# START OF EXCERPTED DATA

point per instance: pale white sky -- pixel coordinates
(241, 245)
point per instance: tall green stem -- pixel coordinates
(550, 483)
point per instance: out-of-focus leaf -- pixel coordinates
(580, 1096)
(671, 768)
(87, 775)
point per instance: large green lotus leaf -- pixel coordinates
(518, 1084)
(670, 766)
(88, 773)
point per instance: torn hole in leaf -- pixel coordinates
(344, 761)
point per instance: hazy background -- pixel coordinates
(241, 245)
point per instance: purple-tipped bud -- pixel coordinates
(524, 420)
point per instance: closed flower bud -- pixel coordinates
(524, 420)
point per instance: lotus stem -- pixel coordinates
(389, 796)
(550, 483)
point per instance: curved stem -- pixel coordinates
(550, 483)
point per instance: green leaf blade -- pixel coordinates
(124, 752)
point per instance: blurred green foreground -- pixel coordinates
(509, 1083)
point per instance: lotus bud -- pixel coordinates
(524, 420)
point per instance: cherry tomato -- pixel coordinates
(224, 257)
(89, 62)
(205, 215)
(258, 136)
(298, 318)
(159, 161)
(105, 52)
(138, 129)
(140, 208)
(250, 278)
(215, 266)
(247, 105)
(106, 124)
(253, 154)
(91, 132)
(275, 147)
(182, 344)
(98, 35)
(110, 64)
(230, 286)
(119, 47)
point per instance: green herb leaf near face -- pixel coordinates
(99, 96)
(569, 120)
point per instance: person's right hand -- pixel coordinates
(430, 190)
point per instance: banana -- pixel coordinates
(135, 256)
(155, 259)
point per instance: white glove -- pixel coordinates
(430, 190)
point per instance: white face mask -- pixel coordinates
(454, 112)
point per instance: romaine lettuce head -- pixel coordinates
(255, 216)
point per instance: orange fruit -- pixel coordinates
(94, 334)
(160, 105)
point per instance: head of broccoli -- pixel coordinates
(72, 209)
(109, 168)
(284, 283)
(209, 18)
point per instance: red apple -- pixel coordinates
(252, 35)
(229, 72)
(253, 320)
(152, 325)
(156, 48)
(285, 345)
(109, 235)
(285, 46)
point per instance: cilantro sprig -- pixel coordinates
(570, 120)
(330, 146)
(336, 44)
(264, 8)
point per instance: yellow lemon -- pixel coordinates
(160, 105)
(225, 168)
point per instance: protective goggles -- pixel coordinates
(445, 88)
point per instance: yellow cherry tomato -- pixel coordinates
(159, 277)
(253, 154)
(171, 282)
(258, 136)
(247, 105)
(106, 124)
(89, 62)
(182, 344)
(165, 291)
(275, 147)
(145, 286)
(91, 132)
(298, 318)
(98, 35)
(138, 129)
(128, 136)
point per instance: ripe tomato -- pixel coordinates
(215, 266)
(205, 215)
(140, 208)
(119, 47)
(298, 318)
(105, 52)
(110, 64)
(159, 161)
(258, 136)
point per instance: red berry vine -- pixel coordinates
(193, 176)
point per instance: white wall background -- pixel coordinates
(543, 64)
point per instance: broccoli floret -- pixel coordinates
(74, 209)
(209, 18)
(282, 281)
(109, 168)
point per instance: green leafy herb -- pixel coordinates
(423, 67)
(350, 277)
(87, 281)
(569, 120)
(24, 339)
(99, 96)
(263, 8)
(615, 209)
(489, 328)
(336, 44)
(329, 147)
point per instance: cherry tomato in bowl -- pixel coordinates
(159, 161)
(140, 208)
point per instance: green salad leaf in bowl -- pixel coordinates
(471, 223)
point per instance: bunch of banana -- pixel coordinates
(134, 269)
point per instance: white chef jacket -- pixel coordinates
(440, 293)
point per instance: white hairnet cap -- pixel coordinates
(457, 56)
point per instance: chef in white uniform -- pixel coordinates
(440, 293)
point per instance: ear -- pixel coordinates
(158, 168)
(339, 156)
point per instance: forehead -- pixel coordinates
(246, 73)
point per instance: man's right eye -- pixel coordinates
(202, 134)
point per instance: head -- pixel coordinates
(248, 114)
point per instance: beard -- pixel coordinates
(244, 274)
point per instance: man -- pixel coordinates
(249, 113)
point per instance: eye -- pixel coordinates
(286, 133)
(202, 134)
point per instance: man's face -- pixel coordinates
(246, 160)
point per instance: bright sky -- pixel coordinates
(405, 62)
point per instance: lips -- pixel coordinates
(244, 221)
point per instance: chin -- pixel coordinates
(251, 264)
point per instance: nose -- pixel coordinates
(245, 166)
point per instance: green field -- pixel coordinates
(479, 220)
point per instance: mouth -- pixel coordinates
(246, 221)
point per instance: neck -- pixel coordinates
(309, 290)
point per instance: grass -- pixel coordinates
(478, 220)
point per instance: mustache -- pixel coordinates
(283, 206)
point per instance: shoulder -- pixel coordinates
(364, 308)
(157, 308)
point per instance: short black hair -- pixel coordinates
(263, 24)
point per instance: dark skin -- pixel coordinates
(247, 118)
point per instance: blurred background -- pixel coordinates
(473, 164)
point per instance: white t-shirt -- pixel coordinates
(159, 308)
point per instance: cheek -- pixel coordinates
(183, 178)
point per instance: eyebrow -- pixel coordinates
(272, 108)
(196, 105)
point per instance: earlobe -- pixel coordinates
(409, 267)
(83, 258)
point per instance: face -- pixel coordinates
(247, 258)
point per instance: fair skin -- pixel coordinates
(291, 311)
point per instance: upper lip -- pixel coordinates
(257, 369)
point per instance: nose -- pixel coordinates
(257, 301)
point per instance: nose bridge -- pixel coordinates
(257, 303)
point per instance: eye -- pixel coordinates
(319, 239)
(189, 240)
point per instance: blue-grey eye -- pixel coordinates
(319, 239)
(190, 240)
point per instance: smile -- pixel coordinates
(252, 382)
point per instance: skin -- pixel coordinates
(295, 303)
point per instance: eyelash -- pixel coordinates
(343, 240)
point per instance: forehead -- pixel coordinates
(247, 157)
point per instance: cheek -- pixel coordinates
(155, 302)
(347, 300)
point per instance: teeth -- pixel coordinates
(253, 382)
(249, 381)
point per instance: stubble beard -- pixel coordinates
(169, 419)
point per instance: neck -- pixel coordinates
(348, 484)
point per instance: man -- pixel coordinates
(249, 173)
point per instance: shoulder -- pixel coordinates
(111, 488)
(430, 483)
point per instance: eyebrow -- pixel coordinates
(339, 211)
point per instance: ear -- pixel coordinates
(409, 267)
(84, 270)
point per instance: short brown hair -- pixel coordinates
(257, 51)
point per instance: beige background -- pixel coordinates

# END OF EXCERPTED DATA

[SHORT EXERCISE]: Retype the material in full, character for character.

[ANSWER TO THIS EXERCISE]:
point per instance: pale white sky -- pixel coordinates
(241, 245)
point per instance: tall green stem -- pixel coordinates
(550, 483)
point per instance: out-of-focus leaf -- pixel coordinates
(580, 1096)
(671, 768)
(87, 775)
point per instance: large green lotus leaf -- pixel coordinates
(518, 1084)
(670, 766)
(88, 773)
point per instance: torn hole in leaf -- pixel coordinates
(344, 761)
point per instance: hazy background -- pixel coordinates
(241, 245)
point per instance: purple-tipped bud -- pixel coordinates
(524, 420)
point per instance: closed flower bud -- pixel coordinates
(524, 420)
point per instance: lotus stem -- pixel coordinates
(389, 796)
(550, 483)
point per instance: curved stem -- pixel coordinates
(550, 483)
point per instance: green leaf blade -- pixel coordinates
(124, 752)
point per instance: blurred green foreground -- pixel coordinates
(509, 1083)
point per instance: lotus bud -- pixel coordinates
(524, 420)
point per instance: cherry tomato -- pixel coordinates
(224, 257)
(89, 62)
(205, 215)
(258, 136)
(298, 318)
(159, 161)
(105, 52)
(138, 129)
(140, 208)
(250, 278)
(215, 266)
(247, 105)
(106, 124)
(253, 154)
(91, 132)
(275, 147)
(182, 344)
(98, 35)
(110, 64)
(230, 286)
(119, 47)
point per instance: green herb leaf near face -- pixel coordinates
(99, 96)
(569, 120)
point per instance: person's right hand -- pixel coordinates
(430, 190)
point per instance: banana -- pixel coordinates
(135, 256)
(155, 259)
point per instance: white glove -- pixel coordinates
(430, 190)
point per instance: white face mask -- pixel coordinates
(454, 112)
point per instance: romaine lettuce head -- pixel coordinates
(255, 216)
point per instance: orange fruit -- pixel coordinates
(94, 334)
(160, 105)
point per instance: head of broccoli -- pixel coordinates
(72, 209)
(109, 168)
(284, 283)
(209, 18)
point per instance: red apple -- pixel coordinates
(252, 35)
(229, 72)
(253, 320)
(152, 325)
(156, 48)
(285, 345)
(109, 235)
(285, 46)
point per instance: cilantro sprig -- pixel coordinates
(570, 120)
(330, 146)
(336, 44)
(264, 8)
point per instance: yellow lemon -- pixel coordinates
(160, 105)
(225, 168)
point per instance: protective goggles -- pixel coordinates
(445, 88)
point per instance: yellow cherry tomato -- pixel coordinates
(159, 277)
(253, 154)
(171, 282)
(258, 136)
(247, 105)
(106, 124)
(89, 62)
(182, 344)
(165, 291)
(275, 147)
(145, 286)
(91, 132)
(298, 318)
(98, 35)
(138, 129)
(128, 136)
point per instance: ripe tomato -- pixel coordinates
(215, 266)
(205, 215)
(140, 208)
(119, 47)
(298, 318)
(105, 52)
(110, 64)
(159, 161)
(258, 136)
point per instance: red berry vine -- pixel coordinates
(193, 176)
point per instance: white wall background -- pixel coordinates
(543, 64)
point per instance: broccoli floret -- pixel coordinates
(74, 209)
(209, 18)
(282, 281)
(109, 168)
point per instance: green leafy herb -- pixel coordinates
(423, 67)
(350, 277)
(87, 281)
(569, 120)
(24, 339)
(99, 96)
(263, 8)
(615, 209)
(489, 328)
(336, 44)
(329, 147)
point per instance: cherry tomato in bowl -- pixel coordinates
(159, 161)
(140, 208)
point per instance: green salad leaf in bowl -- pixel coordinates
(471, 223)
point per instance: bunch of banana -- pixel coordinates
(134, 269)
point per instance: white chef jacket -- pixel coordinates
(440, 293)
point per instance: white hairnet cap -- pixel coordinates
(457, 56)
point per instance: chef in white uniform -- pixel coordinates
(440, 293)
point per instance: ear -- pixel coordinates
(158, 168)
(339, 156)
point per instance: forehead -- pixel coordinates
(246, 73)
point per instance: man's right eye -- pixel coordinates
(202, 134)
point per instance: head -- pixel coordinates
(248, 114)
point per instance: beard -- pixel coordinates
(244, 274)
point per instance: man -- pixel coordinates
(249, 113)
point per instance: eye -- pixel coordinates
(286, 133)
(202, 134)
point per instance: man's face -- pixel coordinates
(246, 160)
point per instance: bright sky -- pixel coordinates
(405, 62)
point per instance: lips -- pixel coordinates
(244, 221)
point per instance: chin -- pixel coordinates
(251, 264)
point per instance: nose -- pixel coordinates
(245, 166)
point per instance: green field -- pixel coordinates
(479, 220)
point per instance: mouth -- pixel coordinates
(246, 221)
point per instance: neck -- pixel coordinates
(309, 290)
point per instance: grass -- pixel coordinates
(478, 220)
point per instance: mustache -- pixel coordinates
(283, 206)
point per instance: shoulder -- pixel coordinates
(364, 308)
(157, 308)
point per instance: short black hair -- pixel coordinates
(263, 24)
point per instance: dark skin -- pixel coordinates
(247, 118)
point per instance: blurred background -- pixel coordinates
(473, 164)
point per instance: white t-shirt -- pixel coordinates
(159, 308)
point per instance: cheek -- pixel coordinates
(183, 178)
point per instance: eyebrow -- pixel coordinates
(272, 108)
(196, 105)
point per instance: earlobe -- pixel coordinates
(409, 267)
(83, 258)
point per instance: face -- pixel coordinates
(247, 258)
point per instance: fair skin -- pixel coordinates
(291, 311)
point per instance: upper lip -- pixel coordinates
(257, 369)
point per instance: nose -- pixel coordinates
(257, 301)
point per instance: nose bridge -- pixel coordinates
(257, 303)
point per instance: eye -- pixel coordinates
(319, 239)
(189, 240)
point per instance: blue-grey eye -- pixel coordinates
(319, 239)
(190, 240)
point per instance: smile -- pixel coordinates
(252, 382)
point per instance: skin -- pixel coordinates
(295, 303)
point per instance: eyelash -- pixel coordinates
(343, 240)
point per instance: forehead -- pixel coordinates
(247, 157)
point per instance: cheek -- pixel coordinates
(155, 302)
(347, 300)
point per instance: teeth -- pixel coordinates
(253, 382)
(249, 381)
point per instance: stubble beard -- pixel coordinates
(169, 419)
point per instance: neck -- pixel coordinates
(348, 484)
point per instance: man -- pixel coordinates
(249, 173)
point per instance: shoulder -- pixel coordinates
(111, 488)
(430, 483)
point per instance: eyebrow -- pixel coordinates
(339, 211)
point per instance: ear -- pixel coordinates
(409, 267)
(84, 270)
point per instance: short brown hair -- pixel coordinates
(257, 51)
point per instance: beige background -- pixel coordinates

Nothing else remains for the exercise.